**Document**

At home with the Wagners. Wahnfried in Bayreuth. photo: Albert Ehrnrooth
At home with the Wagners. Wahnfried in Bayreuth. photo: Albert Ehrnrooth

Prom 16 saw the Hallé present the original Dresden version (1845) of the Tannhäuser overture. The horns, clarinets and bassoons were incredibly pianissimo in the opening Pilgrim’s Hymn theme. The trombones were not much louder when they repeated the tune. With the lure of the Venusberg the volume increased, but Elder made sure that the bacchanal remained a fairly measured affair. Only when the profane and the sacred clashed was the orchestra let off its leash. When the pilgrims returned, hailing ‘salvation’s grace’, the murmuring violins were doing just that, murmuring, while the wind instruments were giving it some brass. This was the Hallé at its rich, harmonic best, replacing Wagnerian pomp with English understatement, but it was perhaps not the most theatrical of interpretations.

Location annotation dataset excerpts
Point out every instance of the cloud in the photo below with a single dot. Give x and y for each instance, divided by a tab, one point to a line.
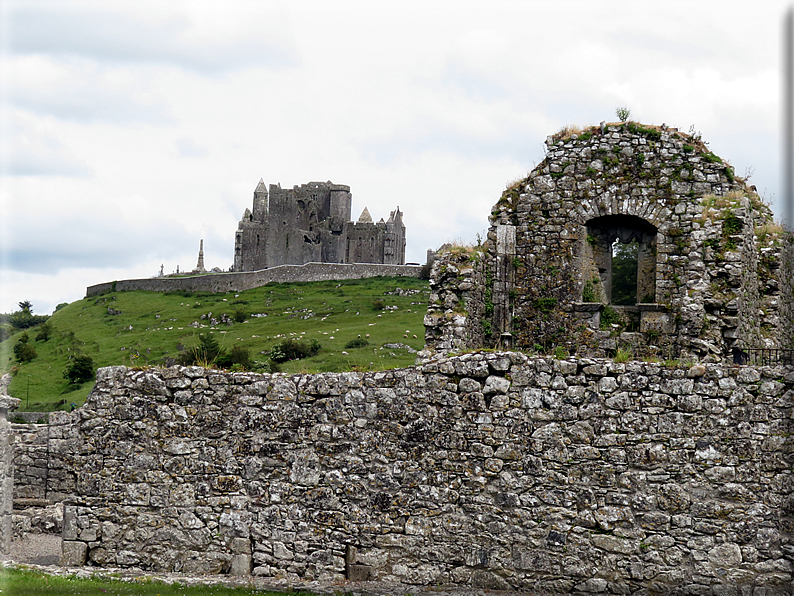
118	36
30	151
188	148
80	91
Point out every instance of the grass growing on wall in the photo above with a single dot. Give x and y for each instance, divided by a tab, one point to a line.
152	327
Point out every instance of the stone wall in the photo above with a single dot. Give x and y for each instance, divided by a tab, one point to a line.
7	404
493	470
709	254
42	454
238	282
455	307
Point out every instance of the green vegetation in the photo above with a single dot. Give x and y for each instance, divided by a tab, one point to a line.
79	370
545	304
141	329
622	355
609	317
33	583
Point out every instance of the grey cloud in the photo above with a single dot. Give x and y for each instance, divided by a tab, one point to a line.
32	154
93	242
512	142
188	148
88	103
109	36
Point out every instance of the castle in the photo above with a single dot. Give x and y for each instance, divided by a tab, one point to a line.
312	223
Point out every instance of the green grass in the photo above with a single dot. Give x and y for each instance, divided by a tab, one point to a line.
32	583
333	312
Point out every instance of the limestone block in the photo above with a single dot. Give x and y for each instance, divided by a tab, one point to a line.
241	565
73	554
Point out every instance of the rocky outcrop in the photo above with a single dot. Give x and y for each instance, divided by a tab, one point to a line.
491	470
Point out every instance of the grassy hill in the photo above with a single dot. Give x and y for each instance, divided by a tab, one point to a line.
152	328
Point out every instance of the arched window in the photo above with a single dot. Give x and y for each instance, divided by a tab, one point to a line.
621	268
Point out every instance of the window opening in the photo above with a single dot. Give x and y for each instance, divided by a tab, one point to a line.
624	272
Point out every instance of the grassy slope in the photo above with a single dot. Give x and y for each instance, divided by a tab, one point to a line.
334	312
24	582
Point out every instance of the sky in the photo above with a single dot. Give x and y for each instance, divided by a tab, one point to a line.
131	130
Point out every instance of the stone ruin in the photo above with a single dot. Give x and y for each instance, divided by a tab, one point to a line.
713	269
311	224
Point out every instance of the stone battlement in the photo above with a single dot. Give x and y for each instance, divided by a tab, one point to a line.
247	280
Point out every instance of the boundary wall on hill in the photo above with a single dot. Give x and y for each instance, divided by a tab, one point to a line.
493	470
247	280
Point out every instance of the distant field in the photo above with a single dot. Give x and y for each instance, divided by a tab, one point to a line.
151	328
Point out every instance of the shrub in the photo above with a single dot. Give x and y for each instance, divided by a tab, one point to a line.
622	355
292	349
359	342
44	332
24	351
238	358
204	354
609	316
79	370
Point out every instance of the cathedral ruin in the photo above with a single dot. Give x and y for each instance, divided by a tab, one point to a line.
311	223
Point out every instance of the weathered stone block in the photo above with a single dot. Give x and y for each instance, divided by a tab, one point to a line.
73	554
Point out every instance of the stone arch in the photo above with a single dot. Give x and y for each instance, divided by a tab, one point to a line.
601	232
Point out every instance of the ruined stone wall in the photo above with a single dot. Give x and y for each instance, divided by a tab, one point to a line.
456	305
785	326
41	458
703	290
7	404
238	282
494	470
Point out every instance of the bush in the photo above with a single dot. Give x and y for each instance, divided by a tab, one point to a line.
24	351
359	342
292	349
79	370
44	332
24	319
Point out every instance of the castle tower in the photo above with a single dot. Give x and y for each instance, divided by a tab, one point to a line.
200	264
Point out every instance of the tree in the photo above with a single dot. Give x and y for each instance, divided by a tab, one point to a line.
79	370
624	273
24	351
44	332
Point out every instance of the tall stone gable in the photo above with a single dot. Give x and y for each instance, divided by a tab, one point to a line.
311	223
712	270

==

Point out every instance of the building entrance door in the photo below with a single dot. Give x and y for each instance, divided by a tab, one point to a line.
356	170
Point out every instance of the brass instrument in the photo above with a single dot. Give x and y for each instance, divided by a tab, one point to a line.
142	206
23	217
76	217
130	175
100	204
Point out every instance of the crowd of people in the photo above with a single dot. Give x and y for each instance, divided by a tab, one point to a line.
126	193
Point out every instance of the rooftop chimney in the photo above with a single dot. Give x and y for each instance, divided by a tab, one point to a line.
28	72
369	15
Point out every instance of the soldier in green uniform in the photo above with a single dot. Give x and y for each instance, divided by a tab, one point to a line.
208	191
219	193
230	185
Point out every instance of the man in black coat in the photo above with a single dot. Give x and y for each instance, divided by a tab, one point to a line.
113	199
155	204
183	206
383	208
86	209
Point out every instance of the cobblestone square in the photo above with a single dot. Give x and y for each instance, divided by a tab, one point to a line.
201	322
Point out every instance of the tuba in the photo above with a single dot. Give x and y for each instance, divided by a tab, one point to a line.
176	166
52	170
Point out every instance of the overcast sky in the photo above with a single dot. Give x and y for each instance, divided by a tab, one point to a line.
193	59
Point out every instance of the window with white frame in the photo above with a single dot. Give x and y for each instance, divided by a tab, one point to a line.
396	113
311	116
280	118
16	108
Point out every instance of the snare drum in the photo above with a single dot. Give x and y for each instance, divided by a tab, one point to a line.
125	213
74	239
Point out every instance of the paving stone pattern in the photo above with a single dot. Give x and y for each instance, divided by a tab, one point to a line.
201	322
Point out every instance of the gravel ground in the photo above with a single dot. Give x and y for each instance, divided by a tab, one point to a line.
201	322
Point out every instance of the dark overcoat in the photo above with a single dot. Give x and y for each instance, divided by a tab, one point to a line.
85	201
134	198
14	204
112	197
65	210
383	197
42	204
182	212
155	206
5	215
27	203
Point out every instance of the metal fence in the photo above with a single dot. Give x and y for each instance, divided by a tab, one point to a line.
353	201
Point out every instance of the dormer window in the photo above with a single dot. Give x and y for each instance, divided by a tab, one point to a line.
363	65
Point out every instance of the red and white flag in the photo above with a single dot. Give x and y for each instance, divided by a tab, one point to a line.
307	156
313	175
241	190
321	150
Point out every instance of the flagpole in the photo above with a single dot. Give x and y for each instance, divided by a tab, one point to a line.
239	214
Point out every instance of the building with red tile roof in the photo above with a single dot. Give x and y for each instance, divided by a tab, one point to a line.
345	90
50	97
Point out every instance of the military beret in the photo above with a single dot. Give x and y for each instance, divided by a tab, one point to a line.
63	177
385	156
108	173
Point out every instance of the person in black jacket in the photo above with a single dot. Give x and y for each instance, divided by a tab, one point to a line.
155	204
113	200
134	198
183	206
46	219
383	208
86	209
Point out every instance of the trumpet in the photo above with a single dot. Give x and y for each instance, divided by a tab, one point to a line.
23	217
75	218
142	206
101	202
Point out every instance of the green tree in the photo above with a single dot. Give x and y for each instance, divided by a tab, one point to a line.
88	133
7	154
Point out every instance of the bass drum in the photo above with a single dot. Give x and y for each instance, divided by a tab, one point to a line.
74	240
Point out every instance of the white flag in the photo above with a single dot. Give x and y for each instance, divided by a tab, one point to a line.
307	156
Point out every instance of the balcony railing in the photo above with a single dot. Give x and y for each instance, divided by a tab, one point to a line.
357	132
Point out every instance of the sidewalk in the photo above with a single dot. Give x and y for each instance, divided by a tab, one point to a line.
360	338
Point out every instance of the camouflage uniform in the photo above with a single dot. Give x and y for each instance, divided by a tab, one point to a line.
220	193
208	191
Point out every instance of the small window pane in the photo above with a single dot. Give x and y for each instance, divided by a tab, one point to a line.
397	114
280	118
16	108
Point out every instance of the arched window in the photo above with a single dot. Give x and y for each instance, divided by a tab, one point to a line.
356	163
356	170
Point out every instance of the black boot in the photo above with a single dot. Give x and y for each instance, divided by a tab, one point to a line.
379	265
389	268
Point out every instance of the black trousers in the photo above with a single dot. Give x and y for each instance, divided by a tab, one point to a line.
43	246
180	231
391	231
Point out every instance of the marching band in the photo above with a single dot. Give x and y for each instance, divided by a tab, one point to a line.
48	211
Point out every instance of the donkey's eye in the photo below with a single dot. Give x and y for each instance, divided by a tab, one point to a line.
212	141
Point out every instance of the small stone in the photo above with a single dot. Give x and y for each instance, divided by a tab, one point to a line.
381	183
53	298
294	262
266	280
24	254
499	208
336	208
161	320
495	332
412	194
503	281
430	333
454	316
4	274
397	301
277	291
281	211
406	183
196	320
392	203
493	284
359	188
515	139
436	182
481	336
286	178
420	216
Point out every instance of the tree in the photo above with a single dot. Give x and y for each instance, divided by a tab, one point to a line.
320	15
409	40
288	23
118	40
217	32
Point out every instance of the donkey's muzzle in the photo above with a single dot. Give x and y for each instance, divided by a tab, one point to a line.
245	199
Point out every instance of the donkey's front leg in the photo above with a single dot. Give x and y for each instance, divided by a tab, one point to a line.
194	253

**Written request A**
Write out the stretch of the review from "Prom 16 saw" through "theatrical of interpretations.", word for word.
**Written request B**
How many lines in the rows contain the string "below" with its case matching? Reply with the number alone.

**Correct output A**
Prom 16 saw the Hallé present the original Dresden version (1845) of the Tannhäuser overture. The horns, clarinets and bassoons were incredibly pianissimo in the opening Pilgrim’s Hymn theme. The trombones were not much louder when they repeated the tune. With the lure of the Venusberg the volume increased, but Elder made sure that the bacchanal remained a fairly measured affair. Only when the profane and the sacred clashed was the orchestra let off its leash. When the pilgrims returned, hailing ‘salvation’s grace’, the murmuring violins were doing just that, murmuring, while the wind instruments were giving it some brass. This was the Hallé at its rich, harmonic best, replacing Wagnerian pomp with English understatement, but it was perhaps not the most theatrical of interpretations.

**Correct output B**
3